___ SECÇÃO DE TEXTO ___
E sem livre-arbítrio o conceito
de uma alma individual, que é uma espécie de causa incausada que é a fonte
desse livre-arbítrio, também se torna insustentável. E agora note-se: se tudo o
que existe no mundo pode ser traçado até à CI, o mundo não é mais do que a CI.
Isto é, a CI não é uma realidade exterior ao mundo, mas o mundo é antes uma
parte da CI. Assim, em rigor, a CI não cria o mundo, mas o mundo é antes a
manifestação material da CI. É a manifestação da realidade Una da CI através de
uma multiplicidade “infinita” de individuações. O mundo não é mais do que a
individuação da natureza Única da CI - assim como um romance, uma estória não é
mais do que a individuação múltipla da mente, imaginação, pensamento do escritor.
O livro é a parte material da estória, mas o criador e a única realidade real
da estória propriamente dita é o escritor.
Livre vontade ou livre
arbítrio?
Assim, se tudo o que existe no
mundo não é mais do que a CI, mais propriamente uma sua manifestação, em que
sentido é que se pode dizer que existe “o Mal”? Mal a quem? Se a CI é
infinitamente inteligente e existe eternamente no passado, presente e futuro;
se a CI é a única última realidade do mundo, fará sentido supor que a CI
faz mal a ela mesma? Se a CI é infinitamente inteligente, o “mundo é como tem
que ser”, como dizia Hegel; ou “a ordem do mundo não poderia ser de outra
forma”, como dizia Espinosa. O mal só existe do ponto de vista individual e não
de um ponto de vista global. Quer Deus “crie tudo o que é possível criar”, como
defendia Espinosa, quer crie “o melhor mundo possível”, como pretendia Leibniz,
tudo o que existe no mundo existe pela necessidade interna da CI – do seu ponto
de vista nada existe ao acaso, nada existe de imprevisto – lembremo-nos da
analogia com o escritor do livro. A CI é o escritor e nós somos os personagens;
mas personagens que finalmente acabam por ter consciência que são personagens
de uma história, a história do mundo. Mas não é por nos tornarmos autoconscientes
que ficamos desligados ou autónomos da CI. A autoconsciência é apenas a
consciência da realidade exterior acrescida da consciência de nós mesmos. Não é
pelo facto de termos consciência de nós, de conseguirmos olhar para nós, que
nos tornamos independentes das leis de causalidade, ação e reação do mundo. A
autoconsciência apenas abre um novo espaço de pensar e agir, mas não corta o
nosso elo de causalidade com o mundo.
___ LINHAS DE DADOS ___
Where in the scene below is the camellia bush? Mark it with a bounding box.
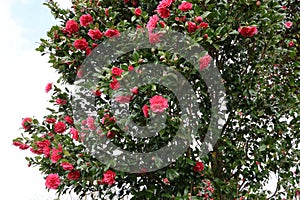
___
TAREFAS A REALIZAR ▸
A: Traduza para inglês a seguinte frase do texto sobre o livre-arbítrio: "O mal só existe do ponto de vista individual e não de um ponto de vista global."
B: No texto sobre o livre-arbítrio, a que pensador se atribui a ideia de que Deus cria "o melhor mundo possível"?
C: Resuma o texto sobre o livre-arbítrio em duas frases.

RESPOSTAS ÀS TAREFAS ▸
A: Evil exists only from an individual point of view and not from a global point of view.

B: A Leibniz.

C: Se tudo o que existe no mundo pode ser traçado até à CI, o mundo não é mais do que a manifestação material da CI, tal como uma estória não é mais do que a individuação múltipla da mente do escritor. Por isso, o mal só existe do ponto de vista individual, e a autoconsciência, embora abra um novo espaço de pensar e agir, não corta o nosso elo de causalidade com o mundo.